## DIRECTIONS FOR THIS TASK
Pick out every line of the listing below that contains the word "black". Case counts.

- - -

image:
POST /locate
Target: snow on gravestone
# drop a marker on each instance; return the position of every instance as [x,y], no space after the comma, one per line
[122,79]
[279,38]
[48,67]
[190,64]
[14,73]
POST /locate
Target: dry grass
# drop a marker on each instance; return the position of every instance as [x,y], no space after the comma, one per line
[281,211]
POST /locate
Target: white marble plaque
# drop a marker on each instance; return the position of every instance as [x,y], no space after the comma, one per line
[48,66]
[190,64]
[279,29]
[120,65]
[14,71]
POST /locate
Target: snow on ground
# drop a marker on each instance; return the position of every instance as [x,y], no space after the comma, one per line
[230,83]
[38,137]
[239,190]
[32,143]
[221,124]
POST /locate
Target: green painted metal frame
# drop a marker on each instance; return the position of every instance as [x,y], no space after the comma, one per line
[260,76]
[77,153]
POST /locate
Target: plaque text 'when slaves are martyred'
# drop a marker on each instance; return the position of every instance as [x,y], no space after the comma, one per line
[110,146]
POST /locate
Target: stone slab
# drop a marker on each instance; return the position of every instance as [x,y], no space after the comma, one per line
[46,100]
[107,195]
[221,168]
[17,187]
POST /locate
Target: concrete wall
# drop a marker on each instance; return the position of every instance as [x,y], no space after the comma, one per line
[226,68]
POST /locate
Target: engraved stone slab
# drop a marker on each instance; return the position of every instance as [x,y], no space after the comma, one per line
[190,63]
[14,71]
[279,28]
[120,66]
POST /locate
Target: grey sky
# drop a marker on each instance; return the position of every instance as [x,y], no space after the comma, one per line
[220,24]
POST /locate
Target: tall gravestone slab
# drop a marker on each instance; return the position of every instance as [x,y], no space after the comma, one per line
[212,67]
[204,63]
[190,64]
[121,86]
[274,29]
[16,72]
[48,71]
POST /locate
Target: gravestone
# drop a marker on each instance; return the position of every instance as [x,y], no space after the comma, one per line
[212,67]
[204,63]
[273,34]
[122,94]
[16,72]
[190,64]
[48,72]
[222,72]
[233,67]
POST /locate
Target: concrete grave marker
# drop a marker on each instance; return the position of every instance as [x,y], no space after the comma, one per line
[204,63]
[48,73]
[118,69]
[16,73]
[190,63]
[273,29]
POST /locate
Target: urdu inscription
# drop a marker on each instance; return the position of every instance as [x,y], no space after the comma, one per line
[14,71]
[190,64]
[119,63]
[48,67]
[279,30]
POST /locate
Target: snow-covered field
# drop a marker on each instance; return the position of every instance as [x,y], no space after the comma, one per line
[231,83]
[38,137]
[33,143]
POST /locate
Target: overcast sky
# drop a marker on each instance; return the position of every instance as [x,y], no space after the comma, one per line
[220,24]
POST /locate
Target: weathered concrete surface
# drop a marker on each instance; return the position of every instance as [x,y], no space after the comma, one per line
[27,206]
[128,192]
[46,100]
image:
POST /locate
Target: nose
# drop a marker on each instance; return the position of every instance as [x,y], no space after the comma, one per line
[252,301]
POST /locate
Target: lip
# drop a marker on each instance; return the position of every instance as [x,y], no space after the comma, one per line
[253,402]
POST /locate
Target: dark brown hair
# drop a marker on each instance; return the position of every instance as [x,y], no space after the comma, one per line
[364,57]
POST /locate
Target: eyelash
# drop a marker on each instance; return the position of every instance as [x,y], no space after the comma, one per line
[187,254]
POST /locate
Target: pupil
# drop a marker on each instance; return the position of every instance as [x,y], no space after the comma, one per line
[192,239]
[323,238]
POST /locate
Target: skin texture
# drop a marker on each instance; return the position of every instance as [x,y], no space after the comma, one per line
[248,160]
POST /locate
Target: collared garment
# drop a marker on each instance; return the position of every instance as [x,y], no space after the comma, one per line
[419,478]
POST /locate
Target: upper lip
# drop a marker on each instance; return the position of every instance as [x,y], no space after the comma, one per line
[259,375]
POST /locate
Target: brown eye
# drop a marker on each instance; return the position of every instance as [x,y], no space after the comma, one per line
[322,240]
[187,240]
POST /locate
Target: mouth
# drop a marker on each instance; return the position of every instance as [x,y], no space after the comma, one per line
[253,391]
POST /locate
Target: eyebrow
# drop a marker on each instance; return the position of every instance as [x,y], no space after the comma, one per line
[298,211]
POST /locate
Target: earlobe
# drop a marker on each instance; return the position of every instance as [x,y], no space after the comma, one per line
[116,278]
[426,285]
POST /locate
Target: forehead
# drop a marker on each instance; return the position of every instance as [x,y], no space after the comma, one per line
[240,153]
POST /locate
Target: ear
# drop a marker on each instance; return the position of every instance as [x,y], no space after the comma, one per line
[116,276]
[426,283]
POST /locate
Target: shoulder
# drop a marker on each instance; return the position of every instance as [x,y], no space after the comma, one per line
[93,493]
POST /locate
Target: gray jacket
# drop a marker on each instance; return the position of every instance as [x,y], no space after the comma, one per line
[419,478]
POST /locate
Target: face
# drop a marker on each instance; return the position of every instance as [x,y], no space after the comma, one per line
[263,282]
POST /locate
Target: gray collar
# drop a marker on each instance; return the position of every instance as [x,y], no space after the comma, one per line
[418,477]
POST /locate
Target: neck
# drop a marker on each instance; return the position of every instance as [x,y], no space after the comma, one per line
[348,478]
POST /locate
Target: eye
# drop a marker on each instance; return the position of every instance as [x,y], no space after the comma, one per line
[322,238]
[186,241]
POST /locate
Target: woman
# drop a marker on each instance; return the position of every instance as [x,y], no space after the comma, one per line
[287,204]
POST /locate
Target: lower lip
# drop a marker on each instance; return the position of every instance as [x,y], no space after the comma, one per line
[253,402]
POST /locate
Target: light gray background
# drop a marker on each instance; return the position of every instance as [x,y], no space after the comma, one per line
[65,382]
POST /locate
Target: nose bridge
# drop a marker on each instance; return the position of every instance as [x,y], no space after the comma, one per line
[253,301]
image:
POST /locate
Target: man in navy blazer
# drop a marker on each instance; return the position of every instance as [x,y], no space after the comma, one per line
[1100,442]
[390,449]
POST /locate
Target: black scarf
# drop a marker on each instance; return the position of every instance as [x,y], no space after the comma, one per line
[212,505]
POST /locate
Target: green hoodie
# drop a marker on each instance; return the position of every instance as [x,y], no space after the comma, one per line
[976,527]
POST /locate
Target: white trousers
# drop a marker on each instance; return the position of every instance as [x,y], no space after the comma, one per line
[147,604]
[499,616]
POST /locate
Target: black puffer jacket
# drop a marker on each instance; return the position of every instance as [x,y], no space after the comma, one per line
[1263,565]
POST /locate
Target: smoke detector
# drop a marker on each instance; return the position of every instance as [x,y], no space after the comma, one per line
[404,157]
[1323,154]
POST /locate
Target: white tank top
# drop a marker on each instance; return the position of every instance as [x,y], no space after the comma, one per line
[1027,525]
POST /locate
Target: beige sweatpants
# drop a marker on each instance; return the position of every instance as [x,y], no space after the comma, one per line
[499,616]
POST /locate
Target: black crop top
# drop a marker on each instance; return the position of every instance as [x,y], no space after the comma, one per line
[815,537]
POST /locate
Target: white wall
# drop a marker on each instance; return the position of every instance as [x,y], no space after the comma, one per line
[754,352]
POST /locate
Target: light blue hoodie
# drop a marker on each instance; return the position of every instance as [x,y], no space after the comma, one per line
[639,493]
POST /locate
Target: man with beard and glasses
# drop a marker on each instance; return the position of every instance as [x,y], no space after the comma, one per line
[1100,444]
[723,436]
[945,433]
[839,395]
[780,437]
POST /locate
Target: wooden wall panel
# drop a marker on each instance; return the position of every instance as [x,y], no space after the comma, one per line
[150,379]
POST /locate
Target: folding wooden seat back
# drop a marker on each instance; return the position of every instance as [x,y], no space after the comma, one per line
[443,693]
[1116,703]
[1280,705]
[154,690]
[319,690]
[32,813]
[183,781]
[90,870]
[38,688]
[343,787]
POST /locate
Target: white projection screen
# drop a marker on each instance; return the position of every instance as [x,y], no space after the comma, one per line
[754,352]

- - -

## TASK ANSWER
Target: black scarf
Target: black puffer jacket
Target: black crop top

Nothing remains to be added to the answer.